---------- Input data

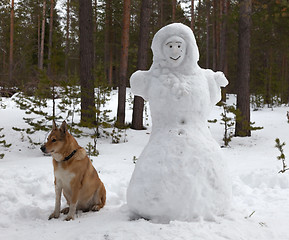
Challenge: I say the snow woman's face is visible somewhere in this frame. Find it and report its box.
[163,36,186,67]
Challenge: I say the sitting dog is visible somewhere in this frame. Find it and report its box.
[40,121,106,221]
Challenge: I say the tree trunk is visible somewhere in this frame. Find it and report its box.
[219,0,228,75]
[39,0,46,70]
[117,0,130,127]
[206,0,211,68]
[235,0,252,137]
[191,0,195,31]
[37,14,41,68]
[65,0,70,77]
[79,0,96,127]
[131,0,152,130]
[9,0,14,86]
[47,0,54,77]
[104,0,112,85]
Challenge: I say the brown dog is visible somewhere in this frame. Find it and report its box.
[41,121,106,221]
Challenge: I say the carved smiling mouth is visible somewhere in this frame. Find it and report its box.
[170,56,181,61]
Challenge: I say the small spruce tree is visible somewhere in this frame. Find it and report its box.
[275,138,289,173]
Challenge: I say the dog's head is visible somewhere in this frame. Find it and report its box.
[40,120,69,155]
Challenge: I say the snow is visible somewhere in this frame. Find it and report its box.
[0,90,289,240]
[127,23,231,223]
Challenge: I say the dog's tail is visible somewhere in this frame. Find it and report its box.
[100,183,106,208]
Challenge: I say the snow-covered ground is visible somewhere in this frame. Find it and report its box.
[0,91,289,240]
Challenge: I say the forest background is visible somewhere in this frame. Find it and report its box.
[0,0,289,135]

--------------------

Rewrite everything from the row containing "Challenge: I say the dog's head" down through the last of the rows as a numbered list, leaving out any blank lines.

1. Challenge: I say the dog's head is visible somewhere in this frame. Find it and report its box.
2. [40,120,69,155]
3. Challenge: I say the snow is visible somewhere in this frame. Find it and report its box.
4. [0,90,289,240]
5. [127,23,231,223]
6. Challenge: I say the dog's tail is visible somewhere in this frame. Find it and report its box.
7. [100,183,106,208]
8. Challenge: I say the snow-covered ground is visible somewhere in this frame. Find it and report its box.
9. [0,91,289,240]
10. Challenge: I say the forest background is visible somewhere in this frame. Find it and report its box.
11. [0,0,289,135]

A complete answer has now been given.